---------- DATA LISTING

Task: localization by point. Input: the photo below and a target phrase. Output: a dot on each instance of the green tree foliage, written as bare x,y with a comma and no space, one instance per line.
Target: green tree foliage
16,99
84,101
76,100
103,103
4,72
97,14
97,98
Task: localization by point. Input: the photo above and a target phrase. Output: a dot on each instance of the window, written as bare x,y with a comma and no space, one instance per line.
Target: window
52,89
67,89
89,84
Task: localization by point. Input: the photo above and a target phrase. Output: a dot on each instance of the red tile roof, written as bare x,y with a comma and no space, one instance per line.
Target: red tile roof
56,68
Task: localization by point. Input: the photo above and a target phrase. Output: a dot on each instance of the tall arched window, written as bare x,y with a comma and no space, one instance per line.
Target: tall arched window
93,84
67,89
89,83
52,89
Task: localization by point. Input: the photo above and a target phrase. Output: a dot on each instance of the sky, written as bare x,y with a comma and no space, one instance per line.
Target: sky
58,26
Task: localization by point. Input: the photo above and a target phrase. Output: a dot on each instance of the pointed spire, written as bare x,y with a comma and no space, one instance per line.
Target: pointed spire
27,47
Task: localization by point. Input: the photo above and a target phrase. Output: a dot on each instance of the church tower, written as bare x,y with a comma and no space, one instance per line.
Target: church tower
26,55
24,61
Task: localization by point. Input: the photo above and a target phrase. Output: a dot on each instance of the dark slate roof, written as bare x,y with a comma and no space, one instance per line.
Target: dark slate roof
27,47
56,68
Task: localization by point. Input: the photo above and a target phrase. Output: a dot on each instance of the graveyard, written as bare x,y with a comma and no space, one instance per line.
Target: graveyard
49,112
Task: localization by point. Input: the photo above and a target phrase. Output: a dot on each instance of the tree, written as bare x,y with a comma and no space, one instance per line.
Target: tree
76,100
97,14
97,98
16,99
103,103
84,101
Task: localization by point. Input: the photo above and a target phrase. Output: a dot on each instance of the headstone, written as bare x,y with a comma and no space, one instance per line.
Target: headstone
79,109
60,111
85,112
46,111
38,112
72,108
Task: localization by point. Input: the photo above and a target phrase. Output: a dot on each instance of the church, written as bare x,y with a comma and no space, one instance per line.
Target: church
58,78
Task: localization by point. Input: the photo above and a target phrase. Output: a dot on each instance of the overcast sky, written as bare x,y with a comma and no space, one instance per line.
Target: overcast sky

--------------------

### EXERCISE DESCRIPTION
Copy the records word for word.

### RESPONSE TO THE TASK
Task: localization by point. Input: the photo below and a target phrase. Output: a dot on each instance of the green tree foliage, written as bare x,y with a comma and no space, one instance per line.
Target: green tree foliage
16,99
84,101
76,100
103,103
4,72
97,14
97,98
Task: localization by point. Input: the photo above and a target phrase. Output: a dot on each instance of the window, written as bare x,y with a comma and no space, one instance per line.
Target: window
52,89
67,89
89,84
Task: localization by point. Input: the photo above and a target phrase. Output: a dot on each instance of the red tile roof, written as bare x,y with a comma and no space, one instance per line.
Target: red tile roof
56,68
Task: localization by point. Input: the photo above and a target phrase. Output: a dot on each instance of the tall arched window, written as bare x,y with a comma and no space, one instance per line.
Target: tall arched window
93,84
67,89
89,83
52,89
Task: localization by point. Input: the photo above and a target phrase. Output: a dot on each instance of the sky, written as bare x,y with a comma and no space, one instance per line.
Target: sky
58,26
Task: localization by point. Input: the photo above and a target phrase. Output: a dot on each instance of the pointed spire, written as bare x,y with a comma and no space, one instance per line.
Target: pointed spire
27,47
Task: localization by point. Input: the photo above and a target phrase. Output: a dot on each instance of the church tower, written as bare x,y with a comma and no space, one instance per line.
Target: church tower
26,55
24,61
Task: localization by point. Input: the photo above and a target phrase. Output: a dot on each instance of the dark slate roof, written as bare x,y with a comma and no space, one instance per line.
Target: dark slate roof
27,47
56,68
Task: localization by point. Input: the photo above and a target phrase. Output: a dot on each instance of the graveyard, written as bare x,y with a comma and no space, one instance per line.
Target: graveyard
49,112
Task: localization by point. Input: the photo above and a target phrase. Output: a dot on each instance of the tree, written as bare x,y with a comma and no space, one instance per line.
Target: tree
76,100
97,14
97,98
16,99
103,103
84,101
Task: localization by point. Input: the photo above and a target phrase. Output: a dot on each instance of the headstone, written as bare x,y with a comma and no space, one instance per line.
Target: headstone
79,109
60,111
85,112
46,111
38,112
72,108
Task: localization by point. Input: the photo above and a target phrase. Output: a dot on each instance of the church, written as bare x,y with a comma and no space, one instance per line.
Target: church
58,78
Task: localization by point. Input: the photo above and a target phrase. Output: a dot on each instance of the overcast sky, written as bare x,y with a comma and no space, one instance per line.
Target: overcast sky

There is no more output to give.